> _Short exercise_: Render the material from the line containing "muddy brown water" through its final line as a numbered list, omitting blank lines and excluding any pictures.

> _Supplied material_:
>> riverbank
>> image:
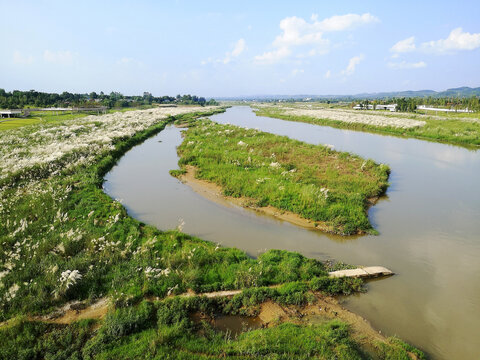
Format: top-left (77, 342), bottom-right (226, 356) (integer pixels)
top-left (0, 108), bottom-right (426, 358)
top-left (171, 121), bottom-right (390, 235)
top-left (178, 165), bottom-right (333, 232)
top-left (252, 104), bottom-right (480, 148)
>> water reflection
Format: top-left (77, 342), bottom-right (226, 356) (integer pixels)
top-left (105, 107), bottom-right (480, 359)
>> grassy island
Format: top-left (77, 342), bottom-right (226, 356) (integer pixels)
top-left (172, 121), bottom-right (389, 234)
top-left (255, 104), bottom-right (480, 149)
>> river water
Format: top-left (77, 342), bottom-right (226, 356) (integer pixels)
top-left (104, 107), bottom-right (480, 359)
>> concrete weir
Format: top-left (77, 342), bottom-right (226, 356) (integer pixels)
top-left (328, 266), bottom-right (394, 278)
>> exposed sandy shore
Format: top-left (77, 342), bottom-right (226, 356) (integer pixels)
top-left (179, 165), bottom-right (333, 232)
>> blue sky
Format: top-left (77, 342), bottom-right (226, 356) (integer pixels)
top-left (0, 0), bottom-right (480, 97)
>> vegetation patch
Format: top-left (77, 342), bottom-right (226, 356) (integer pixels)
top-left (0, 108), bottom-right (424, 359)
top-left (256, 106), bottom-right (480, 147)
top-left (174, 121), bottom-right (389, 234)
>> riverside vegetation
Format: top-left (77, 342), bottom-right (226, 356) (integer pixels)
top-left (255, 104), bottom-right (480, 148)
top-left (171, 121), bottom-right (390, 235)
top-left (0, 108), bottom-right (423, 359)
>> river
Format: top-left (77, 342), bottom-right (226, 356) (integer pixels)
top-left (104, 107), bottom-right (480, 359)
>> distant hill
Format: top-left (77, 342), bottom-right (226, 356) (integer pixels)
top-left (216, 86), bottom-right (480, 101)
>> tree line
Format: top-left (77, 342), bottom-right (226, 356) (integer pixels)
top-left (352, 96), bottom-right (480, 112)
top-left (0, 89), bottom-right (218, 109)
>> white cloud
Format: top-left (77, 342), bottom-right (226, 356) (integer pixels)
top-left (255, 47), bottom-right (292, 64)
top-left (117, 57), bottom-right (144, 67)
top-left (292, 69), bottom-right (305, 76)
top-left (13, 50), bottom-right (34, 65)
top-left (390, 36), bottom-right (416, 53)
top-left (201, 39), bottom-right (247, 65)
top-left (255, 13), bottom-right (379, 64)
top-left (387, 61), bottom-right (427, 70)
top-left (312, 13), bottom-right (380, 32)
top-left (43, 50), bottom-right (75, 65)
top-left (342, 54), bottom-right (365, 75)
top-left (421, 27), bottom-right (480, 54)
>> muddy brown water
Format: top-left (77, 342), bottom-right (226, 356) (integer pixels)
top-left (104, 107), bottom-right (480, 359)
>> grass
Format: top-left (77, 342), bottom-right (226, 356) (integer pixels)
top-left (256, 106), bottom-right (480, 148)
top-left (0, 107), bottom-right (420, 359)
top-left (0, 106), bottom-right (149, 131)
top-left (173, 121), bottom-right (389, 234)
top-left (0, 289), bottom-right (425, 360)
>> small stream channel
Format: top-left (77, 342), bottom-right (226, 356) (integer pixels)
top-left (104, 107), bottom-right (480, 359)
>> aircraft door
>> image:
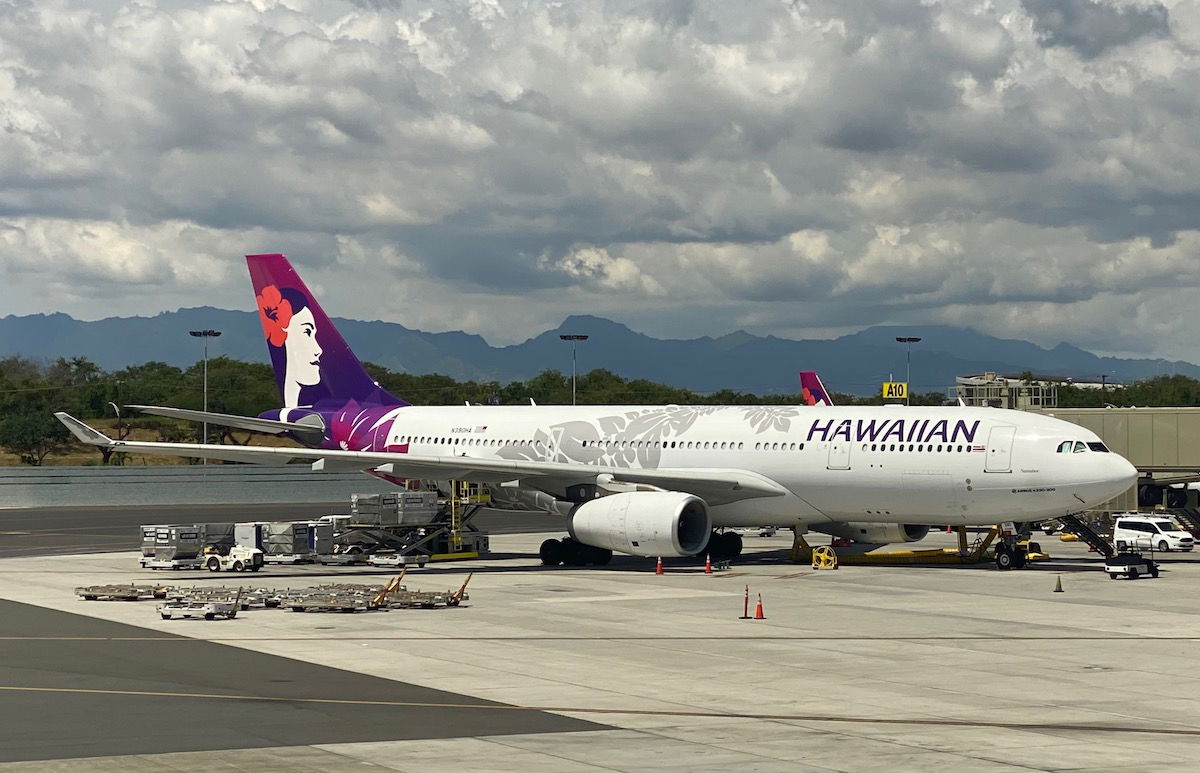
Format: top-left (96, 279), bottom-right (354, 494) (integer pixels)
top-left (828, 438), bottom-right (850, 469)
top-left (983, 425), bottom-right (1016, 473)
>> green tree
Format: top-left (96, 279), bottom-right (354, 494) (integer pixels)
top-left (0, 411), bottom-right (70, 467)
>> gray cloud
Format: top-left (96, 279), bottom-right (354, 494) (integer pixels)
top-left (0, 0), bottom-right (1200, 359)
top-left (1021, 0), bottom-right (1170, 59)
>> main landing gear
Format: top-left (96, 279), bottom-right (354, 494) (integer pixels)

> _Full response_:
1. >> muddy brown water
2. Format: top-left (77, 342), bottom-right (226, 356) (integer pixels)
3. top-left (104, 107), bottom-right (480, 359)
4. >> grass
5. Format: top-left (77, 342), bottom-right (226, 356) (integer pixels)
6. top-left (256, 106), bottom-right (480, 148)
7. top-left (0, 107), bottom-right (420, 359)
8. top-left (0, 106), bottom-right (149, 131)
9. top-left (173, 121), bottom-right (389, 234)
10. top-left (0, 289), bottom-right (425, 360)
11. >> small stream channel
12. Format: top-left (77, 342), bottom-right (226, 356) (integer pixels)
13. top-left (104, 107), bottom-right (480, 359)
14. >> aircraft door
15. >> image:
16. Format: top-left (96, 279), bottom-right (354, 494) (integer pixels)
17. top-left (828, 438), bottom-right (850, 469)
18. top-left (983, 425), bottom-right (1016, 473)
19. >> green tree
20. Format: top-left (96, 279), bottom-right (354, 494) (integer pixels)
21. top-left (0, 411), bottom-right (70, 467)
22. >> gray cloud
23. Format: top-left (96, 279), bottom-right (354, 494) (integer pixels)
24. top-left (0, 0), bottom-right (1200, 359)
25. top-left (1021, 0), bottom-right (1170, 59)
26. >> main landing gear
27. Format: top-left (96, 279), bottom-right (354, 494) (integer pixels)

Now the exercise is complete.